_Working data_.

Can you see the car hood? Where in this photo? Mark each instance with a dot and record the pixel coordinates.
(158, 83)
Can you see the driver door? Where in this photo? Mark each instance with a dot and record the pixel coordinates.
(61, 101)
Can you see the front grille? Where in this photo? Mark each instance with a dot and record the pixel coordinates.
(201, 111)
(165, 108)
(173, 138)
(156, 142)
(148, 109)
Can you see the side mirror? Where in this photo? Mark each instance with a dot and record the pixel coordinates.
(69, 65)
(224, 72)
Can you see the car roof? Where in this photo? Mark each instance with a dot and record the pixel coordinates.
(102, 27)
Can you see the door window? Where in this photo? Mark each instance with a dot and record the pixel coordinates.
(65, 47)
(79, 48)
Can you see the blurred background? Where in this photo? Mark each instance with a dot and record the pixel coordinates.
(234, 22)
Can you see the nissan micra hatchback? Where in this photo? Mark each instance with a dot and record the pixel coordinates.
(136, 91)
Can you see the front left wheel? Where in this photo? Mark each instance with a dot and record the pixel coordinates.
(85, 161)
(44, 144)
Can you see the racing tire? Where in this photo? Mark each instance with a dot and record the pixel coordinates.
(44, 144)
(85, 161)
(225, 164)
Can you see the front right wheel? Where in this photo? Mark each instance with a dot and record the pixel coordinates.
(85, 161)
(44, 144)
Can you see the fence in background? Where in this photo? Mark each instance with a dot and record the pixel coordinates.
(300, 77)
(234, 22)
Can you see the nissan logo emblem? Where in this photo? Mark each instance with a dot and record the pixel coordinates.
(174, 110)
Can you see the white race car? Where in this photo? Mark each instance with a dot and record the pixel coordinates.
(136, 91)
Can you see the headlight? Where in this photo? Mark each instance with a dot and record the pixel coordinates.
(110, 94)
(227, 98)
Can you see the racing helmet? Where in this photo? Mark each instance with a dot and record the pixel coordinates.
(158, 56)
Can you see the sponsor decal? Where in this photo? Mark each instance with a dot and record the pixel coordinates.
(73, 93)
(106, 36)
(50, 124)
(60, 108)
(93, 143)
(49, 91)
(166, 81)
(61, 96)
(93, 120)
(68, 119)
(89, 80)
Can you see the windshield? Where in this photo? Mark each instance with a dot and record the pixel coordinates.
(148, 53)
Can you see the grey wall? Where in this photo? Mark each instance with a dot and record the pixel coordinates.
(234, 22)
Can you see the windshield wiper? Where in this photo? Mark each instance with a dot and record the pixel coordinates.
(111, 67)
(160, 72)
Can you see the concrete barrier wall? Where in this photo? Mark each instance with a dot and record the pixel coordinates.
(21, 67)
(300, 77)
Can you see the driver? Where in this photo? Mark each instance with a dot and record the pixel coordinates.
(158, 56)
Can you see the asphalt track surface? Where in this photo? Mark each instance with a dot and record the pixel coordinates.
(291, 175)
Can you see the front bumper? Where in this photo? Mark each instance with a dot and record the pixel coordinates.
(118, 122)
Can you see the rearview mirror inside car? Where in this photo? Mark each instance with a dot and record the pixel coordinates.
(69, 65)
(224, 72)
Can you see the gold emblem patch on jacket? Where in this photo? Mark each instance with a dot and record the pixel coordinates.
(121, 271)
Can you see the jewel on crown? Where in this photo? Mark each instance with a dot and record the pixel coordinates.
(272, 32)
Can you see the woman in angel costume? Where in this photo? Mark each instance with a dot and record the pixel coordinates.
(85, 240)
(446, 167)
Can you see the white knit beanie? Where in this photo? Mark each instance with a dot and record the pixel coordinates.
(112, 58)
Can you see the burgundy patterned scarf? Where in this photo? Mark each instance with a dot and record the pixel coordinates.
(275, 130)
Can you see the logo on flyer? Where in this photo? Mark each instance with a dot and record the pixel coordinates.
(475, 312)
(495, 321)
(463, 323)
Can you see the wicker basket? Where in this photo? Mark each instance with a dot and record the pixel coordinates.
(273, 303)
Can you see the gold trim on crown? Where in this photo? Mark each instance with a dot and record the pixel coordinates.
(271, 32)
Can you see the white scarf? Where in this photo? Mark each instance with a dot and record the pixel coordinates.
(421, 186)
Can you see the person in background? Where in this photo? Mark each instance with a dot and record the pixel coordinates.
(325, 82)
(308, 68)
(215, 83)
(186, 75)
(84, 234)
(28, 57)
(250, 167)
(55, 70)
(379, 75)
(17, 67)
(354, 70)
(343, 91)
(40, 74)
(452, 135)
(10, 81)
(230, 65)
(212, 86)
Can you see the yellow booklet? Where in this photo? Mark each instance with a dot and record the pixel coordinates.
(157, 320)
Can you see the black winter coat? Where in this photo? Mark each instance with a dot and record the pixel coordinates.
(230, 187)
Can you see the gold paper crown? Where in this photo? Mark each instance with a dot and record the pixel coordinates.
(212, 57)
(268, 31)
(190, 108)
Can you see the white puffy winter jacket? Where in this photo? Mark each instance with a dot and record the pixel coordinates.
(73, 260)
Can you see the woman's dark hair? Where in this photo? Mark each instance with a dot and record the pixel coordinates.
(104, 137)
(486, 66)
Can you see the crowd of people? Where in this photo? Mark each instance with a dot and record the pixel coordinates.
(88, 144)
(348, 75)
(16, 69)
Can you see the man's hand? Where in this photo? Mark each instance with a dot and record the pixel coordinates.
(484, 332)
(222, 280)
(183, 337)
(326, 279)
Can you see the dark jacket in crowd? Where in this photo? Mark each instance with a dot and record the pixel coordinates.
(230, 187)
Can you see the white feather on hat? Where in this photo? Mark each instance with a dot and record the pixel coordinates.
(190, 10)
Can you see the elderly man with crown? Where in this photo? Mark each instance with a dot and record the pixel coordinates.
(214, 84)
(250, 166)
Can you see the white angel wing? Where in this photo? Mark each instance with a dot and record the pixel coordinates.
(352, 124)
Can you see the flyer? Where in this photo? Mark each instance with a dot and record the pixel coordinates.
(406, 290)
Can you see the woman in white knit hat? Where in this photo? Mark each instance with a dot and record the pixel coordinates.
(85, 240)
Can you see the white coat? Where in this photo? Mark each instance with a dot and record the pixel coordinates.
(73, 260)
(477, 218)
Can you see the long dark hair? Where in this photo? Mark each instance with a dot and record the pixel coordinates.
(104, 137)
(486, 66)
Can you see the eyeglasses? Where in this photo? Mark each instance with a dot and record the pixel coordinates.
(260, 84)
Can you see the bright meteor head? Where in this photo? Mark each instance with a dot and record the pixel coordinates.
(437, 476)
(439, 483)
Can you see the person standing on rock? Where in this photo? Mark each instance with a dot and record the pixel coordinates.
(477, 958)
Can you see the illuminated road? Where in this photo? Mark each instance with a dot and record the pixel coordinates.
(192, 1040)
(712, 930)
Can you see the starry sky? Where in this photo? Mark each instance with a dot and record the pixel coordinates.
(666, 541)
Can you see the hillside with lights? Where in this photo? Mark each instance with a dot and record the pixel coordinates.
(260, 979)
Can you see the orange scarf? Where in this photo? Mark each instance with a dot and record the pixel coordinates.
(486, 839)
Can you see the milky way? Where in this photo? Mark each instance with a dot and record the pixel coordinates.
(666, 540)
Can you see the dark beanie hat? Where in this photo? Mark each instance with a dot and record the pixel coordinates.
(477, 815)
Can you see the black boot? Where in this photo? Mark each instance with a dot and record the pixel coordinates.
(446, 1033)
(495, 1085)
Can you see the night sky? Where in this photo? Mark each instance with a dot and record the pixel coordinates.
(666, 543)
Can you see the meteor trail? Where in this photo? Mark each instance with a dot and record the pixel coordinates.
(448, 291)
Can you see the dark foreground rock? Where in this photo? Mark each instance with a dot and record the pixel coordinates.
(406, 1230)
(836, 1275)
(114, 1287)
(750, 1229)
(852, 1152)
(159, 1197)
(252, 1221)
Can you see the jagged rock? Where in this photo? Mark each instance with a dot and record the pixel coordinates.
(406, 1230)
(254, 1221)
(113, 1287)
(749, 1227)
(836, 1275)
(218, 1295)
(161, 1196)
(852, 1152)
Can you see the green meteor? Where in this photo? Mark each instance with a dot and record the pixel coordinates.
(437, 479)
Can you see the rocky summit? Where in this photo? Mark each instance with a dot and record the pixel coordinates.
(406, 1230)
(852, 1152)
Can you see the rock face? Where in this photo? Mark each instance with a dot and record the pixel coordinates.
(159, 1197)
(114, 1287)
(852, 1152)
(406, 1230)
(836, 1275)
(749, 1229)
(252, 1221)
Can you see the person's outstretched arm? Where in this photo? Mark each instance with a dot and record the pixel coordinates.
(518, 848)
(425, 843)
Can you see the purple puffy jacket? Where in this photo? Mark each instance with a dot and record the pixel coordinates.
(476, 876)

_What the task requires_.
Everything from the line with "Can you see the hillside" to the end of the listing above needs to be duplicated exactly, both end lines included, with nothing more.

_Exercise result_.
Can you see the hillside with lights? Where in this photo? Mark each instance with a dot and record the pixel coordinates.
(260, 979)
Can you see the orange scarf? Where in this photo? Mark each instance with a dot and record the pixel coordinates.
(486, 839)
Can you see the milky way? Where in this photo? Mark each instance with a dot and record the pixel coordinates.
(666, 540)
Can you see the dark beanie hat? Where in this photo? Mark each instance with a dot and record the pixel coordinates.
(477, 815)
Can you see the black boot? Where in this photo? Mark each instance with a dot and record the pixel coordinates.
(446, 1033)
(495, 1085)
Can you see the night sky? Where in this photo? Mark each instance with a dot and record the pixel coordinates.
(666, 543)
Can you see the meteor trail? Where in this photo? Mark each instance with a dot and record the pixel coordinates.
(448, 291)
Can you see the dark foreground rock? Where in this photo? Mark each instance with a dot and record the pixel coordinates.
(406, 1230)
(836, 1275)
(114, 1287)
(750, 1229)
(852, 1152)
(159, 1197)
(252, 1221)
Can you see the jagged rock? Where in this photo? Mark each instance with a dot and record the pixel coordinates.
(406, 1230)
(254, 1221)
(113, 1287)
(749, 1227)
(836, 1275)
(218, 1295)
(161, 1196)
(852, 1152)
Can you see the green meteor? Where in this photo? Mark each instance with a dot and record the pixel coordinates.
(437, 479)
Can you see the rocky summit? Where in this photo? Mark each instance with a dot and record the pixel coordinates.
(406, 1230)
(852, 1152)
Can you see the rock face? Where in this photo? Mark each instance with a dot and record the pixel coordinates.
(159, 1197)
(114, 1287)
(852, 1152)
(406, 1230)
(836, 1275)
(749, 1229)
(252, 1221)
Can you see the person's outstretched arm? Where in this photo? Mark each instance with a dot and record the pixel coordinates.
(518, 848)
(425, 843)
Can you see the purple puffy jacket? Where in this photo? Mark each instance with a dot and record the pixel coordinates.
(476, 876)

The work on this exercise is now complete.